[THE PROBLEM]
Taking the line with "Target: door frame" as the start, reproduce every line until the records end, exactly and with nothing added.

[Records excerpted from a collection]
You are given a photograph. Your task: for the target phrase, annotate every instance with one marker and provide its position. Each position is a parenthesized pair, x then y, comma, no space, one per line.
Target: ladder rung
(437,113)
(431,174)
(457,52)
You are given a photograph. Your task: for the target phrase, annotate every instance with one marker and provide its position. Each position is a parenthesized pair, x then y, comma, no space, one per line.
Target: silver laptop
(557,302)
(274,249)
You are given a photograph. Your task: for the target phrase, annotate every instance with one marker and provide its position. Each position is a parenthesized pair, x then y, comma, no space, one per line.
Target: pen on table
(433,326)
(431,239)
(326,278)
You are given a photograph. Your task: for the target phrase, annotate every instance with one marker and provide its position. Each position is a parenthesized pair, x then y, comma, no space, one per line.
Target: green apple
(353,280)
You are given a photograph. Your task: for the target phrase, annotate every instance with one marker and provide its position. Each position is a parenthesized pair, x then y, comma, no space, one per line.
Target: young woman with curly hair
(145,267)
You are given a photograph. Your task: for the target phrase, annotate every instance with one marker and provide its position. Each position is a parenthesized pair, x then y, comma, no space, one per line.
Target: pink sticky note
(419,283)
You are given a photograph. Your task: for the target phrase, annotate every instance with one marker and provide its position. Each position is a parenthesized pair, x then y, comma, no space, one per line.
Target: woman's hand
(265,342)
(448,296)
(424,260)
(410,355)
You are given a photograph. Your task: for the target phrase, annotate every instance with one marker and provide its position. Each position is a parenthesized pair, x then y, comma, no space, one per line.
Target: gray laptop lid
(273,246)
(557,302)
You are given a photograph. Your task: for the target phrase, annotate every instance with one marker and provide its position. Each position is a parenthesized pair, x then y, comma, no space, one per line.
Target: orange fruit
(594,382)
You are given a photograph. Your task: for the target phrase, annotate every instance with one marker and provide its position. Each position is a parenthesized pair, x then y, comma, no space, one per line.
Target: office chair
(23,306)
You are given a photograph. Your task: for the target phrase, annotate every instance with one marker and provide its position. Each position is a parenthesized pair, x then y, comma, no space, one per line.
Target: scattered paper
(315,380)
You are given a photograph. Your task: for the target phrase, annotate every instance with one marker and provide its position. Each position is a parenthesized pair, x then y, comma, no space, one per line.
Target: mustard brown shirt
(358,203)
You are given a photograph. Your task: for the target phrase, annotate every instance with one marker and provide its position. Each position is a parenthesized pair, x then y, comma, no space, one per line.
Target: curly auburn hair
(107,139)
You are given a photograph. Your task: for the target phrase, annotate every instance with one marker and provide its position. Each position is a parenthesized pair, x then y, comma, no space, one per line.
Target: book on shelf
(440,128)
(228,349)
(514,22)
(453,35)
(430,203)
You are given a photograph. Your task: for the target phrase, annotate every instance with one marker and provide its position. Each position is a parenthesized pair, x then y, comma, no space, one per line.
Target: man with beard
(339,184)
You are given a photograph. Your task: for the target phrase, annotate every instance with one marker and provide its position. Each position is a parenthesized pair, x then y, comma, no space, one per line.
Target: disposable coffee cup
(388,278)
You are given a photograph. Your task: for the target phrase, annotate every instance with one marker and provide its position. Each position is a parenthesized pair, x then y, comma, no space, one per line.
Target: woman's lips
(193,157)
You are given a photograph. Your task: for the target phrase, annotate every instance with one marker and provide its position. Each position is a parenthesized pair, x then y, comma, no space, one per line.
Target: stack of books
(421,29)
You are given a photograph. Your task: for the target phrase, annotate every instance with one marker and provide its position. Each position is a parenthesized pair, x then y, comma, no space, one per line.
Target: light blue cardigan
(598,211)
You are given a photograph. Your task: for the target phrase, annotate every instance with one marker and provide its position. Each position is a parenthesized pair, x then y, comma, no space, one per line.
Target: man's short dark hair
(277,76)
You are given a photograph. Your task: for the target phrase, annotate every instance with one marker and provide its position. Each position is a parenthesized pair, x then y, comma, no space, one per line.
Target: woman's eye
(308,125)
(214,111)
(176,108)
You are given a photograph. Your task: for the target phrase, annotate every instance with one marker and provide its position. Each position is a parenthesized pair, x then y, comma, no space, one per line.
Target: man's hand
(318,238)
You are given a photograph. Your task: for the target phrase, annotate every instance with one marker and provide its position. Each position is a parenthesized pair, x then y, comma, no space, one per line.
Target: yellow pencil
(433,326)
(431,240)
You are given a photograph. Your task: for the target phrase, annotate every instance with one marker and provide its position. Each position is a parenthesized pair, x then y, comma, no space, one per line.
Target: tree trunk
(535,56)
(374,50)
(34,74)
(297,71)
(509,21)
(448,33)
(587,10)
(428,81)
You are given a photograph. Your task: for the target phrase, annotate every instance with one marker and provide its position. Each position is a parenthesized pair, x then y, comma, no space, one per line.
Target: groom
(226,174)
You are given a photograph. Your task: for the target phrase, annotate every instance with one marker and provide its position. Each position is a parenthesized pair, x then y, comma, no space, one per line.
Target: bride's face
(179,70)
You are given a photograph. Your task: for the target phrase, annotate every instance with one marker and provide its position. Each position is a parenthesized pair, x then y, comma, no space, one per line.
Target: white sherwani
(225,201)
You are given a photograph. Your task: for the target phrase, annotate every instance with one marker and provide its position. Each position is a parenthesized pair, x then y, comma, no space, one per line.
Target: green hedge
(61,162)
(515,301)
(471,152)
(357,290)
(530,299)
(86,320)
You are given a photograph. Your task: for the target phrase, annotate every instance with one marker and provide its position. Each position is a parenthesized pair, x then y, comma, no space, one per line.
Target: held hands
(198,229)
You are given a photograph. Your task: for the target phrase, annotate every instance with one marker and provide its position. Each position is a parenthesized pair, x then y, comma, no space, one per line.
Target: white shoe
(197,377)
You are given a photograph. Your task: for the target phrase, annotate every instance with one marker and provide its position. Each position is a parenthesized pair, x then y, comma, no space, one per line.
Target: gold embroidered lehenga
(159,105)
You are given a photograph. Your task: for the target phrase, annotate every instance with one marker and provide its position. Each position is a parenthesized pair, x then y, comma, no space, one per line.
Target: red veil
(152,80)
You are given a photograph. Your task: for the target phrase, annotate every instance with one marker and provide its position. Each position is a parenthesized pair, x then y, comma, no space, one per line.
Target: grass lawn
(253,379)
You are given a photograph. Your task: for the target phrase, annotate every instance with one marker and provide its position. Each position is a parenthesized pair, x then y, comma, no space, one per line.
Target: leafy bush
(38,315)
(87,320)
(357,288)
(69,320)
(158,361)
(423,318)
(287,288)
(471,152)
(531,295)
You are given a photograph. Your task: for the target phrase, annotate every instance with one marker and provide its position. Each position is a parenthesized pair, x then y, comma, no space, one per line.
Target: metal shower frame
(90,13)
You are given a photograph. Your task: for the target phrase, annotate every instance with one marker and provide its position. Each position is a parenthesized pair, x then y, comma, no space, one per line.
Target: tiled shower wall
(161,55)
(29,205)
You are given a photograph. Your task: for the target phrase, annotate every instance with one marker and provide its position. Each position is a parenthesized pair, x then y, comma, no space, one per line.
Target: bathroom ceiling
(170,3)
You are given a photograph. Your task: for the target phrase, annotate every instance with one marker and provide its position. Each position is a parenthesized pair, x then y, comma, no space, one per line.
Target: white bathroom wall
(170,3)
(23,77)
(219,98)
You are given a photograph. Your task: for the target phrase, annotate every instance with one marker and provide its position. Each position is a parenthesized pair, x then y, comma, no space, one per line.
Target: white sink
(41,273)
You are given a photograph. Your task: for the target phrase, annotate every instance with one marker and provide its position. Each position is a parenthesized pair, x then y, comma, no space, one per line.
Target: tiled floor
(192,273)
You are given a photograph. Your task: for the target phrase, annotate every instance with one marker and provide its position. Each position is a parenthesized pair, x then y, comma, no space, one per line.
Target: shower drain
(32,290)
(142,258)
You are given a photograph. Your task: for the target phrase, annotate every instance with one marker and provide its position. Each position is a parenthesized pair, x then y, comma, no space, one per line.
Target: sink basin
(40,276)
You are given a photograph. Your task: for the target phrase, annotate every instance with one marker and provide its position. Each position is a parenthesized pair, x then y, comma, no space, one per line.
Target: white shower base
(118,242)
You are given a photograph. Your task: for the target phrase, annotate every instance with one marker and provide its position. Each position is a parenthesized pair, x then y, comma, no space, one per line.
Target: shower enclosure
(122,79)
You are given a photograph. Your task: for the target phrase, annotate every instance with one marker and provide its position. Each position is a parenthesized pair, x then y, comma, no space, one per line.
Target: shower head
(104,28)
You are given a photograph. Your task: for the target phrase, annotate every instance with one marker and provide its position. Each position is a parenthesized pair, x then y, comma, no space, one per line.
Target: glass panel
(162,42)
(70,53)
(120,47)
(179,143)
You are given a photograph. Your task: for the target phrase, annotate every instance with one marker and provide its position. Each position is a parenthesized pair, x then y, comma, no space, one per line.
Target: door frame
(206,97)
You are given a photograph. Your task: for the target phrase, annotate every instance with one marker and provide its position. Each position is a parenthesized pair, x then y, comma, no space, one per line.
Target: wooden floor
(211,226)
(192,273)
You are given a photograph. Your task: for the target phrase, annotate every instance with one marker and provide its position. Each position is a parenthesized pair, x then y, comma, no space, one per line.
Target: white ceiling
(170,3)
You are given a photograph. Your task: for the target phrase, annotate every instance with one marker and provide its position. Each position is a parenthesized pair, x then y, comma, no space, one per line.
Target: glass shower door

[RESPONSE BOX]
Target: door frame
(206,97)
You are given a photograph. Your task: for the target phrase, annotate every instance with one marker and provide its position. Each position is a parenthesized pair, x then y, comma, no space, one per line.
Target: wooden floor
(211,226)
(192,273)
You are given a photograph. Your task: for the target phrase, annotate every instance with one marker and provide its position. Each position is a parenthesized pair, x then y, comma, no space, one per line.
Target: white ceiling
(170,3)
You are given a photograph. Your task: for the target phrase, annotate every instance with one marker and provide its position. Each position is a parenthesized pair, x then y, comma, no space, one per line.
Target: glass shower door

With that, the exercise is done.